→ **WHAT IS BEING ASKED**
Please restate the data below word for word, omitting all images.

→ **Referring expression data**
# # #

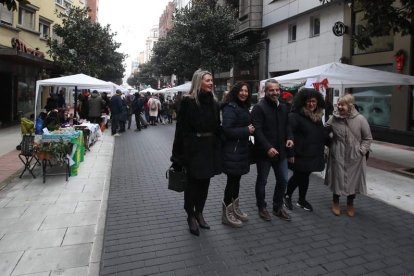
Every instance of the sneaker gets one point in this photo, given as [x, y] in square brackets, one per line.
[305, 205]
[264, 214]
[287, 201]
[282, 214]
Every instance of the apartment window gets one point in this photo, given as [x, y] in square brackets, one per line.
[315, 25]
[44, 28]
[292, 32]
[379, 44]
[26, 18]
[64, 3]
[243, 8]
[6, 16]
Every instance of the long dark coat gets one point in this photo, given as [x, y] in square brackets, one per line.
[236, 133]
[347, 165]
[272, 129]
[194, 147]
[309, 142]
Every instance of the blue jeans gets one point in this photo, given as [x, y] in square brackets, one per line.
[280, 168]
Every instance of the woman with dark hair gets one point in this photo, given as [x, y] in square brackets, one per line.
[236, 128]
[197, 146]
[309, 138]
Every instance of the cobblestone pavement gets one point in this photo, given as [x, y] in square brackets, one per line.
[146, 231]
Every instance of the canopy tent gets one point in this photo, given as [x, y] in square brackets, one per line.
[343, 76]
[149, 89]
[79, 81]
[180, 88]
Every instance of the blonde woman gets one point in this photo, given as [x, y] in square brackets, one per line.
[346, 167]
[197, 146]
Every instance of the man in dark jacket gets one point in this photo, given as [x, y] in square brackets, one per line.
[95, 107]
[116, 111]
[272, 137]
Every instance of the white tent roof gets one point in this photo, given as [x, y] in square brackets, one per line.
[183, 88]
[344, 76]
[80, 81]
[149, 89]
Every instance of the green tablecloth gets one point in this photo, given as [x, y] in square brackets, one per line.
[75, 138]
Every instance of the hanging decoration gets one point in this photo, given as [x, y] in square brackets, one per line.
[322, 84]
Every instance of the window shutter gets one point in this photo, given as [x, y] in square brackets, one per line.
[6, 16]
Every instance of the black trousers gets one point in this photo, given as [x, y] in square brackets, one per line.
[232, 189]
[195, 195]
[138, 120]
[301, 180]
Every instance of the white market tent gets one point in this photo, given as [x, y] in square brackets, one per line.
[78, 81]
[180, 88]
[149, 89]
[341, 76]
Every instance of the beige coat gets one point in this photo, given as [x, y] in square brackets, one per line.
[346, 167]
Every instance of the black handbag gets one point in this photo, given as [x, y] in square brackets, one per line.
[177, 180]
[253, 154]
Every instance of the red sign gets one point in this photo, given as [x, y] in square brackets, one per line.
[20, 46]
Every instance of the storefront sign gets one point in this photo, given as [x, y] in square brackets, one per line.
[20, 46]
[339, 28]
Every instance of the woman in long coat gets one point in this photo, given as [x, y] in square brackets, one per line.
[309, 138]
[197, 146]
[346, 167]
[236, 128]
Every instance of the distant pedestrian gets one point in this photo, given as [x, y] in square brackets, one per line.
[272, 137]
[237, 128]
[96, 104]
[307, 127]
[197, 146]
[346, 167]
[116, 112]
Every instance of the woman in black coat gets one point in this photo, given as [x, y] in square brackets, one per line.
[309, 137]
[197, 146]
[237, 129]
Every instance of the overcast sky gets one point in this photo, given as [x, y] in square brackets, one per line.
[132, 20]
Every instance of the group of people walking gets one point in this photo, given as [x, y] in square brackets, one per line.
[207, 144]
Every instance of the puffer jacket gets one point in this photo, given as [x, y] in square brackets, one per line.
[235, 151]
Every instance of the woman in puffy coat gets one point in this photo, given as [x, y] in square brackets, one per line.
[309, 137]
[347, 164]
[237, 129]
[197, 146]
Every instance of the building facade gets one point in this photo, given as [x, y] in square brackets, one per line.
[23, 53]
[300, 34]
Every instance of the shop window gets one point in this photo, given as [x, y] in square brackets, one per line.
[292, 33]
[243, 9]
[44, 29]
[6, 15]
[315, 26]
[26, 18]
[379, 44]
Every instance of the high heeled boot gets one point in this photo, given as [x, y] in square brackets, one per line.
[193, 226]
[239, 214]
[228, 217]
[201, 221]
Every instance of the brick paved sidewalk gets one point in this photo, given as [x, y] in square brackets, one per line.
[146, 231]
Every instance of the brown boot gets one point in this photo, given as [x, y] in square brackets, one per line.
[335, 208]
[350, 209]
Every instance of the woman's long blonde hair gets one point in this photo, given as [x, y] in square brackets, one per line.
[349, 100]
[196, 84]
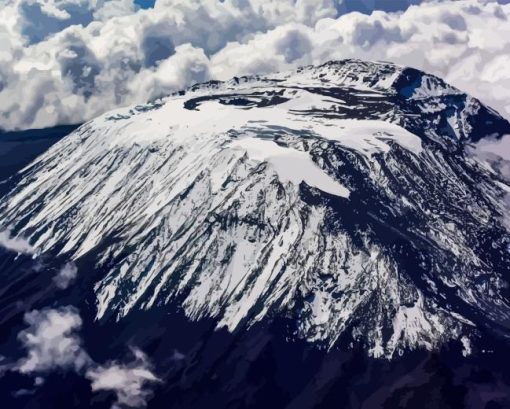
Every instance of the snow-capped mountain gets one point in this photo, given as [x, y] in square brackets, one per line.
[342, 197]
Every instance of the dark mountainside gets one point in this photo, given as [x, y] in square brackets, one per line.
[381, 279]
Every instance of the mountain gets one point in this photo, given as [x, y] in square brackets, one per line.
[341, 203]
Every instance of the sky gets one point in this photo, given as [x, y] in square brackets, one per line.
[67, 61]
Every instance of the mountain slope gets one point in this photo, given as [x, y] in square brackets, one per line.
[341, 197]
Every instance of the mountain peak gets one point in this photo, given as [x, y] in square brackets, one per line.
[338, 196]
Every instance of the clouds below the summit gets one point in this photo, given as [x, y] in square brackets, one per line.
[97, 55]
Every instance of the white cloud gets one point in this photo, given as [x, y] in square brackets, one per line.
[66, 275]
[72, 73]
[17, 244]
[52, 342]
[127, 381]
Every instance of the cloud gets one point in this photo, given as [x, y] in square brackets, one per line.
[66, 275]
[127, 381]
[115, 56]
[17, 244]
[52, 342]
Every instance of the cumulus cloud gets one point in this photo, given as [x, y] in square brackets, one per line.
[17, 244]
[52, 342]
[100, 55]
[65, 276]
[127, 381]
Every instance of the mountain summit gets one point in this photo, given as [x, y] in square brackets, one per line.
[342, 197]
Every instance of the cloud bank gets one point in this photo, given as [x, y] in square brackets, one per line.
[52, 342]
[127, 381]
[92, 56]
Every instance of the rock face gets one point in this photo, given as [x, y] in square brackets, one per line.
[342, 197]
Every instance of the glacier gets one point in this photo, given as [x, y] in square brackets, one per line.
[342, 196]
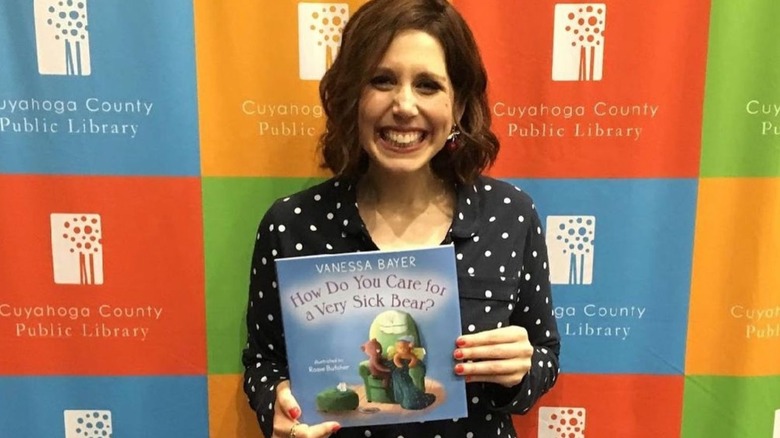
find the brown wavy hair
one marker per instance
(366, 37)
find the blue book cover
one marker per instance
(370, 335)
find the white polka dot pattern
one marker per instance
(496, 233)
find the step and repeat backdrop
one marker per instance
(141, 142)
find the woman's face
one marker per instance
(405, 112)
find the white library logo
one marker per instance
(88, 424)
(570, 241)
(320, 26)
(578, 41)
(62, 37)
(77, 248)
(557, 422)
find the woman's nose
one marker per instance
(405, 102)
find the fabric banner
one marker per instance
(141, 142)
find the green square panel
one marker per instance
(741, 132)
(232, 209)
(731, 407)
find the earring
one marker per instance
(452, 139)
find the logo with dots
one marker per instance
(320, 26)
(77, 248)
(88, 424)
(578, 41)
(570, 243)
(561, 422)
(62, 37)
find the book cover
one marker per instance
(370, 335)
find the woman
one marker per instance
(407, 138)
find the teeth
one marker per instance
(402, 137)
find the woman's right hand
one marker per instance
(287, 412)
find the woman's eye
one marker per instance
(429, 86)
(381, 81)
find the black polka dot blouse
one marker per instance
(503, 278)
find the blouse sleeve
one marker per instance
(264, 357)
(534, 312)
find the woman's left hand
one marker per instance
(501, 356)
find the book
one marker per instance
(370, 335)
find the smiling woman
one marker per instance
(408, 138)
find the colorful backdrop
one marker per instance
(141, 142)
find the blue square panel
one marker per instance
(98, 87)
(620, 255)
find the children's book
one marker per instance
(370, 335)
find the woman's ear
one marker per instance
(460, 109)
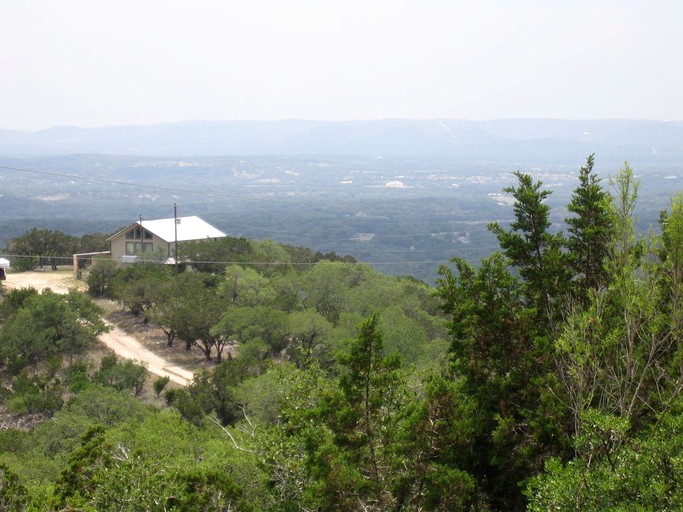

# # #

→ **REPLY TO THE EXERCISE**
Every instance of the sneaker gets one point in this photo, given as [x, y] in square brackets, one per line.
[305, 205]
[264, 214]
[287, 201]
[282, 214]
Every instance of the apartment window gets one point in this photo, given as [x, y] in square brackets, one per line.
[315, 25]
[44, 28]
[292, 32]
[379, 44]
[26, 18]
[64, 3]
[243, 8]
[6, 16]
Every instance of the long dark coat gets one point in this photo, given as [x, y] in square brackets, one per line.
[236, 133]
[347, 165]
[272, 129]
[194, 147]
[309, 142]
Every instance of the blue jeans gets one point in this photo, given as [x, y] in square brackets, one per line.
[280, 168]
Every instance of the woman with dark hair gets one point in this photo, given as [x, y] in square brackets, one per line.
[236, 128]
[197, 146]
[309, 138]
Every instance of the cobblestone pavement gets one point in this photo, given as [x, y] in square brackets, one per line.
[146, 231]
Every instance of the canopy tent gets one point in this photo, given as [x, y] in square brackets, one per line.
[343, 76]
[149, 89]
[79, 81]
[180, 88]
Every instance of the blonde woman gets one point in this photo, given as [x, y] in square brackets, one per line.
[346, 167]
[197, 146]
Every instance of the man in dark jacket gets one point in this photo, given as [x, y] in square brackets, one per line.
[95, 107]
[116, 111]
[272, 137]
Every instance of the white tent roof gets one point in this photo, given as [x, y] in square brackets, one per line.
[183, 88]
[344, 76]
[80, 81]
[149, 89]
Every instance of the green tablecloth gets one point in this photo, given as [x, y] in square brackets, one per line.
[75, 138]
Every instance of the hanging decoration gets one point in this photo, given as [x, y] in square brackets, one per line.
[322, 84]
Every instance of the window shutter gets one point in this photo, given as [x, y] in square brackets, one per line.
[6, 16]
Every instance of the black trousers gets one point in this photo, given as [x, y] in square brackets, one per line.
[232, 189]
[195, 195]
[138, 120]
[301, 180]
Every instance of the white market tent gets one point in this photo, given as [x, y] in square brackets, one per line.
[78, 81]
[180, 88]
[149, 89]
[341, 76]
Every instance of the beige coat gets one point in this photo, given as [x, y] in square brackets, one per line.
[346, 167]
Every instance of the black handbag gets one point in this photo, given as [x, y] in square brackets, one per line.
[177, 180]
[253, 154]
Every instance of the red sign gets one point in this photo, given as [x, y] in square brackets, one per line.
[20, 46]
Every instance of the storefront sign gets one point in this photo, given as [x, y] in square brackets, one per line.
[20, 46]
[339, 28]
Every instance of the woman in long coat gets one point in this photo, given as [x, y] in square brackets, one per line.
[309, 138]
[197, 146]
[346, 167]
[236, 128]
Every instance of the distant pedestrian gets one point in this photo, given as [x, y] in square brackets, one per line.
[272, 137]
[237, 128]
[96, 104]
[307, 127]
[197, 146]
[346, 167]
[116, 112]
Every instance of the woman in black coat gets one point in this photo, given as [x, y] in square brackets, one per line.
[309, 137]
[197, 146]
[237, 129]
Every instance of the overcast sky gets one point in this photo, given as [x, y] in square brackets, one per line.
[132, 20]
Every instance of the group of people walking gets one point in this photo, given as [x, y] in square brackets, one per line.
[207, 144]
Every instance of the puffer jacket gets one point in this photo, given as [x, y] in square brackets, one per line.
[235, 151]
Every instance of the woman in puffy coat gets one point in this photo, given as [x, y] in square brackets, one per line.
[309, 137]
[347, 164]
[237, 129]
[197, 146]
Every instance of the building facade gets one point in this photo, given as [x, y] in square brackets, one per line.
[23, 53]
[300, 34]
Every instance of the shop window gets one point in this photo, given as [x, y] in square brackets, one per line.
[292, 33]
[243, 9]
[44, 29]
[6, 15]
[315, 26]
[26, 18]
[379, 44]
Every instance of the high heeled boot gets one point in this photo, given as [x, y] in square brackets, one per line.
[193, 226]
[239, 214]
[228, 217]
[201, 221]
Every instance of the brick paved sidewalk gets one point in this photo, given as [x, y] in square brackets, one per line.
[146, 231]
Every instance of the brown boot gets one point in this photo, given as [x, y] in square brackets, one per line.
[335, 208]
[350, 209]
Every instance of the woman's long blonde hair gets one point in this photo, given as [x, y] in square brackets, one per line.
[349, 100]
[196, 84]
Every instance of the snow-capped mountain gets one point in this photo, given as [x, y] in square brackets, one per line.
[342, 197]
Every instance of the dark mountainside gets one point in this photo, given as [x, y] in square brackets, one per line.
[381, 279]
Every instance of the mountain gets one point in this photo, given as [x, y] in square brackets, one per line.
[341, 203]
Every instance of the sky gets one point in this photo, given as [x, y] in square brackets, one per line.
[67, 61]
Every instance of the mountain slope gets one point in this photo, given as [x, y] in square brackets, one per line.
[341, 197]
Every instance of the mountain peak gets one point in this photo, given as [x, y] in square brackets, one per line.
[338, 196]
Every instance of the clouds below the summit gets one point in this photo, given as [x, y] in square brackets, one per line.
[97, 55]
Every instance of the white cloud gets one point in this photo, given as [x, y] in square brackets, one per line.
[66, 275]
[72, 73]
[17, 244]
[52, 342]
[127, 381]
Every instance of the cloud gets one point in this photo, given as [x, y] in square brackets, one per line.
[66, 275]
[127, 381]
[115, 56]
[17, 244]
[52, 342]
Every instance of the cumulus cloud gets one point in this photo, given as [x, y] in square brackets, one per line.
[17, 244]
[52, 342]
[100, 55]
[65, 276]
[127, 381]
Every instance of the mountain summit gets one point in this photo, given as [x, y] in square brackets, one per line.
[342, 197]
Every instance of the cloud bank gets one point in this photo, given as [x, y] in square brackets, one per line.
[52, 342]
[127, 381]
[92, 56]
Every instance of the rock face gets one point in this photo, given as [x, y] in square brackets, one per line.
[342, 197]
Every instance of the glacier gets one point in this photo, given as [x, y] in square brackets, one per line.
[342, 196]
find the brown wavy hair
one marker per instance
(366, 37)
find the blue book cover
one marker per instance
(370, 335)
find the white polka dot pattern
one marker per instance
(496, 233)
find the step and repeat backdrop
one marker per instance
(141, 142)
find the woman's face
one marker per instance
(405, 112)
find the white library logo
one marker per instance
(88, 424)
(570, 241)
(320, 26)
(578, 41)
(62, 37)
(77, 248)
(557, 422)
find the woman's nose
one marker per instance
(405, 102)
find the fabric banner
one marker per instance
(141, 142)
find the green square panel
one marker per instance
(741, 132)
(232, 209)
(731, 407)
find the earring
one marker per instance
(452, 139)
find the logo with dots
one marker per instance
(320, 26)
(77, 248)
(88, 424)
(578, 41)
(570, 243)
(561, 422)
(62, 37)
find the book cover
one marker per instance
(370, 335)
find the woman
one marker per instance
(407, 138)
find the teeth
one marker per instance
(402, 137)
find the woman's right hand
one marker per instance
(287, 412)
find the woman's eye
one marker per instance
(429, 86)
(381, 81)
find the black polka dot blouse
one marker per instance
(503, 278)
find the blouse sleeve
one marker per instance
(264, 357)
(534, 312)
find the woman's left hand
one marker per instance
(501, 356)
find the book
one marker per instance
(370, 335)
find the smiling woman
one marker per instance
(408, 138)
find the colorful backdrop
one marker per instance
(141, 142)
find the blue square panel
one marker per instance
(98, 87)
(620, 255)
find the children's book
one marker per instance
(370, 335)
find the woman's ear
one marker per instance
(460, 109)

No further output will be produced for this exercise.